Can you write out all of the material below, word for word?
═══ INFORMATION SUPPLIED ═══
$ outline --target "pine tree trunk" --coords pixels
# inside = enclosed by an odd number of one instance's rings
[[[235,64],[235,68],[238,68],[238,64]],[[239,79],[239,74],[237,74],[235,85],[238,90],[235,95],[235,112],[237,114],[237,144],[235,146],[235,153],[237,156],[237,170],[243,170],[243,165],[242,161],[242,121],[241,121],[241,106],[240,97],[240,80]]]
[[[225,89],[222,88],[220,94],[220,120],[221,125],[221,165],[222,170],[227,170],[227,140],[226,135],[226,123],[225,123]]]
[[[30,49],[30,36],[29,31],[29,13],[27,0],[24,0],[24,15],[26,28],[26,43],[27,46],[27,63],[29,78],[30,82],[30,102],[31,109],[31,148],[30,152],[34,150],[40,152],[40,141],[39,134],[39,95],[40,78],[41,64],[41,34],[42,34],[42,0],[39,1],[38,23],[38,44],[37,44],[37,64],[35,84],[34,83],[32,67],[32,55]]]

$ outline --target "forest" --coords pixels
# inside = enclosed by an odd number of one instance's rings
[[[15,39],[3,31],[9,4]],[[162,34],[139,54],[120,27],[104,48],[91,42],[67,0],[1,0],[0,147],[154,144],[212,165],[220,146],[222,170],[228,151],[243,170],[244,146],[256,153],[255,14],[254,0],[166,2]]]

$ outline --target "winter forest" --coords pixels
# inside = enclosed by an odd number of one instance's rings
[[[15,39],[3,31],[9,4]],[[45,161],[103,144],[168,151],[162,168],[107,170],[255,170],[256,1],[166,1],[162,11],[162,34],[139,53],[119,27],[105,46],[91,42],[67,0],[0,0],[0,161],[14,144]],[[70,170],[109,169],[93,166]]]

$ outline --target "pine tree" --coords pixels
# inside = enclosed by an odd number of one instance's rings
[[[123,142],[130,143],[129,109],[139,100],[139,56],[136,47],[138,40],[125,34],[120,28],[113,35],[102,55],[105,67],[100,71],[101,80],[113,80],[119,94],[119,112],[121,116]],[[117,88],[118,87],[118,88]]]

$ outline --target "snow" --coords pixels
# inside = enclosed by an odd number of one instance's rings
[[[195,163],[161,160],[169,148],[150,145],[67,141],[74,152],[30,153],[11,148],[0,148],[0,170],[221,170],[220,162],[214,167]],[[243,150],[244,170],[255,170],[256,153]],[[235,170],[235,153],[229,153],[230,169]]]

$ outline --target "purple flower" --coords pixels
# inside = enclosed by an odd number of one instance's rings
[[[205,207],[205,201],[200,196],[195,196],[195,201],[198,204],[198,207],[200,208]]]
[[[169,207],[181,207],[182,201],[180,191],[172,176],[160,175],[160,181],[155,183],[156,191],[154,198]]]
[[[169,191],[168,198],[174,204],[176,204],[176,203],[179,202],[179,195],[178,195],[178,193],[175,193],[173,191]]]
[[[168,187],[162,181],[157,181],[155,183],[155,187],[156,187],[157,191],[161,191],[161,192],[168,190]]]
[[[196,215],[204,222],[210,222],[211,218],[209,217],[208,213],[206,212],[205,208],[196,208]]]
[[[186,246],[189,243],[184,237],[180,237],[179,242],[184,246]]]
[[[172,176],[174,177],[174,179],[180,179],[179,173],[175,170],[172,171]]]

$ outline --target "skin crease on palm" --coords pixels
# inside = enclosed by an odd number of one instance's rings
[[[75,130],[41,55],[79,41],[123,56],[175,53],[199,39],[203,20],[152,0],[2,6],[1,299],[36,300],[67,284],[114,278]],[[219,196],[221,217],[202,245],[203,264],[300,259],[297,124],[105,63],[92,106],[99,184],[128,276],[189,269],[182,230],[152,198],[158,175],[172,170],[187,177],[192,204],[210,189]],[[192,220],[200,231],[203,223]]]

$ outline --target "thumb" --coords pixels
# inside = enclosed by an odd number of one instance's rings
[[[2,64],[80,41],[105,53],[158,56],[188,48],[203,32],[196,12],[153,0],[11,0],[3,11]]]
═══
● **FULL SOLUTION**
$ outline --target "pine tree trunk" --coords pixels
# inside = enclosed by an odd number of one instance's rings
[[[235,64],[235,68],[238,68],[238,64]],[[239,79],[239,74],[237,74],[235,85],[238,90],[235,95],[235,112],[237,114],[237,144],[235,146],[235,153],[237,156],[237,170],[243,170],[243,165],[242,161],[242,121],[241,121],[241,106],[240,97],[240,80]]]
[[[225,89],[222,88],[220,94],[220,120],[221,125],[221,165],[222,170],[227,170],[227,140],[226,135],[226,123],[225,123]]]
[[[30,49],[30,36],[29,31],[29,13],[27,0],[24,0],[24,15],[26,28],[26,43],[27,46],[27,63],[29,78],[30,82],[30,102],[31,109],[31,148],[30,152],[34,150],[40,152],[40,141],[39,134],[39,95],[40,78],[41,64],[41,34],[42,34],[42,0],[39,1],[38,23],[38,44],[37,44],[37,64],[35,84],[34,83],[32,67],[32,55]]]

$ outline --target "forest" --coords pixels
# inside = enclosed by an odd number of one instance's rings
[[[15,39],[3,31],[9,4]],[[162,34],[139,54],[120,27],[104,48],[91,42],[67,0],[1,0],[0,147],[154,144],[212,165],[220,146],[222,170],[228,151],[243,170],[244,146],[256,153],[255,14],[254,0],[166,2]]]

$ outline --target "winter forest" --coords pixels
# inside = enclosed by an odd number of one instance's rings
[[[15,39],[3,31],[9,4]],[[45,161],[103,144],[168,151],[162,168],[107,170],[255,170],[256,1],[166,1],[162,11],[162,34],[139,53],[119,27],[105,46],[91,42],[67,0],[0,0],[0,161],[14,144]],[[70,170],[109,169],[93,166]]]

$ outline --target "pine tree" --coords pixels
# inside = enclosed by an odd number of one instance's rings
[[[123,142],[130,143],[129,109],[139,100],[139,56],[136,47],[138,40],[125,34],[120,28],[113,35],[102,55],[105,67],[100,71],[101,80],[113,80],[119,94],[119,112],[121,116]],[[117,88],[118,87],[118,88]]]

$ outline --target "snow" --coords pixels
# inside = enclosed by an odd number of one instance's rings
[[[195,163],[161,160],[169,148],[150,145],[67,141],[74,152],[30,153],[11,148],[0,148],[0,170],[221,170],[220,162],[214,167]],[[243,150],[244,170],[255,170],[256,153]],[[235,170],[235,153],[229,153],[230,169]]]

$ outline --target "purple flower" --coords pixels
# inside = enclosed by an odd number of one instance's rings
[[[205,207],[205,201],[200,196],[195,196],[195,201],[198,204],[198,207],[200,208]]]
[[[169,207],[181,207],[182,201],[180,191],[172,176],[160,175],[160,181],[155,183],[156,191],[154,198]]]
[[[169,191],[168,198],[174,204],[176,204],[176,203],[179,202],[179,195],[178,195],[178,193],[175,193],[173,191]]]
[[[168,187],[162,181],[157,181],[155,183],[155,187],[156,187],[157,191],[161,191],[161,192],[168,190]]]
[[[196,215],[204,222],[210,222],[211,218],[209,217],[208,213],[206,212],[205,208],[196,208]]]
[[[186,246],[189,243],[184,237],[180,237],[179,242],[184,246]]]
[[[172,176],[174,177],[174,179],[180,179],[179,173],[175,170],[172,171]]]

$ outline --target "skin crease on palm" --coords pixels
# inside = enclosed by an odd number of one instance's rings
[[[75,130],[41,55],[79,41],[123,56],[175,53],[199,39],[203,20],[152,0],[2,6],[1,299],[36,300],[67,284],[114,278]],[[219,196],[221,217],[202,245],[203,264],[300,259],[297,124],[105,63],[92,106],[99,184],[128,276],[189,269],[182,230],[152,198],[158,175],[172,170],[187,177],[192,204],[210,189]],[[192,220],[200,231],[203,223]]]

$ outline --target "thumb" --coords pixels
# inside = enclosed by an odd number of one instance's rings
[[[2,64],[80,41],[105,53],[158,56],[188,48],[203,32],[196,12],[153,0],[11,0],[3,11]]]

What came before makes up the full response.